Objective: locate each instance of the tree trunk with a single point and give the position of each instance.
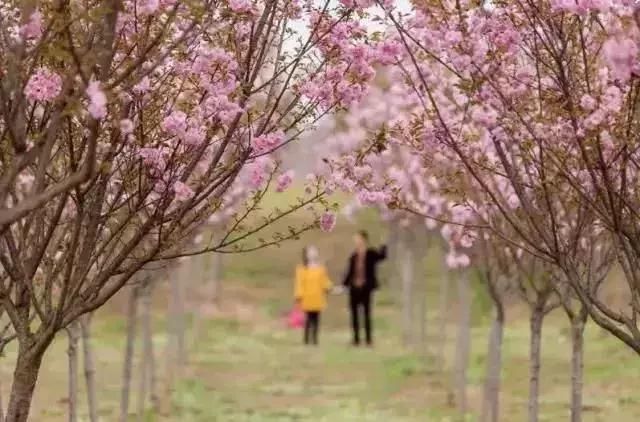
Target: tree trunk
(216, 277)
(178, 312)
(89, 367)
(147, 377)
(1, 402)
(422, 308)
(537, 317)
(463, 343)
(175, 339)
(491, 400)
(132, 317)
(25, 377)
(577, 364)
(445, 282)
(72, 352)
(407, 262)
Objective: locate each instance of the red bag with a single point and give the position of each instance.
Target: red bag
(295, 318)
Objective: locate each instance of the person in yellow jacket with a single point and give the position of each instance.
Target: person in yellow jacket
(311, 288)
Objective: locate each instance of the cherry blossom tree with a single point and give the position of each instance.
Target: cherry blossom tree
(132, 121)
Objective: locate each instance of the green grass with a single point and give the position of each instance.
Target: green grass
- - - - -
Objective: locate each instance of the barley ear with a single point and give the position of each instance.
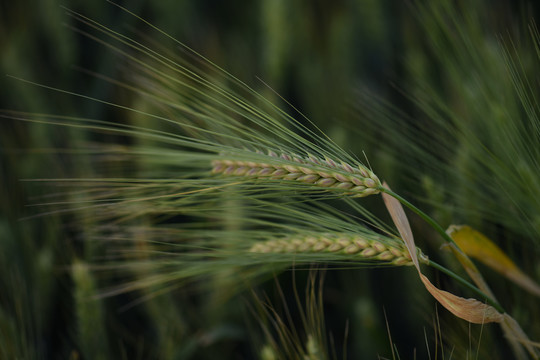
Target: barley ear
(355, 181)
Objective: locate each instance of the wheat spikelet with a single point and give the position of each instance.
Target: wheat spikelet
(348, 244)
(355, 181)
- - - - -
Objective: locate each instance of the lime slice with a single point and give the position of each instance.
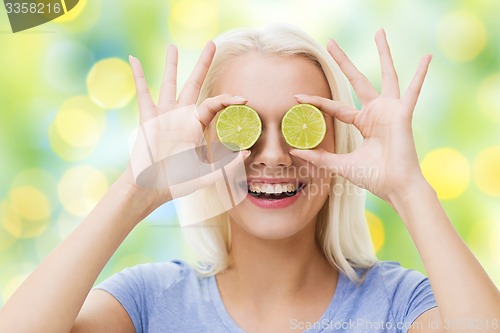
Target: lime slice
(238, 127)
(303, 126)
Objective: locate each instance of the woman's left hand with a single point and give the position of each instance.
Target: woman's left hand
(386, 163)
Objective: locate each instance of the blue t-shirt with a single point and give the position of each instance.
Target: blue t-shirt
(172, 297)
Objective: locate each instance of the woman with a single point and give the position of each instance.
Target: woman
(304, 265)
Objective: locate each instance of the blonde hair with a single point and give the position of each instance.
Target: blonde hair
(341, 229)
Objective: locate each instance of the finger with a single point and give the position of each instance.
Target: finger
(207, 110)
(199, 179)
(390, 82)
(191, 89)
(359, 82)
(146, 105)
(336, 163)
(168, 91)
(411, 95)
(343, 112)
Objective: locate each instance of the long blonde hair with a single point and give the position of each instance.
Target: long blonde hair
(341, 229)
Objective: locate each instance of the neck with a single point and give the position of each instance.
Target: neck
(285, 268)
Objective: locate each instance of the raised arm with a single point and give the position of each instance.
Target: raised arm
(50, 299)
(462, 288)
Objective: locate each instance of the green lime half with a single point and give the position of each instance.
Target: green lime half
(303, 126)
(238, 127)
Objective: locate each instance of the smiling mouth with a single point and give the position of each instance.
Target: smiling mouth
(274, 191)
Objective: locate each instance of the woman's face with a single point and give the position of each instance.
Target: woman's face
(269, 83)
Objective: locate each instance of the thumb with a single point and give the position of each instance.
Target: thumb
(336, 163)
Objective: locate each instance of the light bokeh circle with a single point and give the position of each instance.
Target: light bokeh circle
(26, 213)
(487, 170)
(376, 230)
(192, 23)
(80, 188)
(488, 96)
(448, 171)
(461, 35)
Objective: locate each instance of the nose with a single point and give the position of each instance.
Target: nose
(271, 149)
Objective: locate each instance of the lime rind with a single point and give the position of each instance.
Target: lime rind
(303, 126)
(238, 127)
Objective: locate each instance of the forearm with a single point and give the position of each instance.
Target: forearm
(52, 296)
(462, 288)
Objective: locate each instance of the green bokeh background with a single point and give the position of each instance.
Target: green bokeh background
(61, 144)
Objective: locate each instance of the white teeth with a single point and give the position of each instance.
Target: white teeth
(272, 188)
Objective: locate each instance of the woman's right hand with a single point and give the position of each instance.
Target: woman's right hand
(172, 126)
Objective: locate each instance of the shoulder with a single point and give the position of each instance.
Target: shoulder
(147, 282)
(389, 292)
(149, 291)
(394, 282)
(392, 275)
- - - - -
* WHAT YOU ARE ASKED TO DO *
Which lines in the data above contain the string "slice", matching case exactly? Copy each of those lines in full.

* THE OUTPUT *
Objective: locate each instance of the lime slice with a single point and give the position of each instance.
Target: lime slice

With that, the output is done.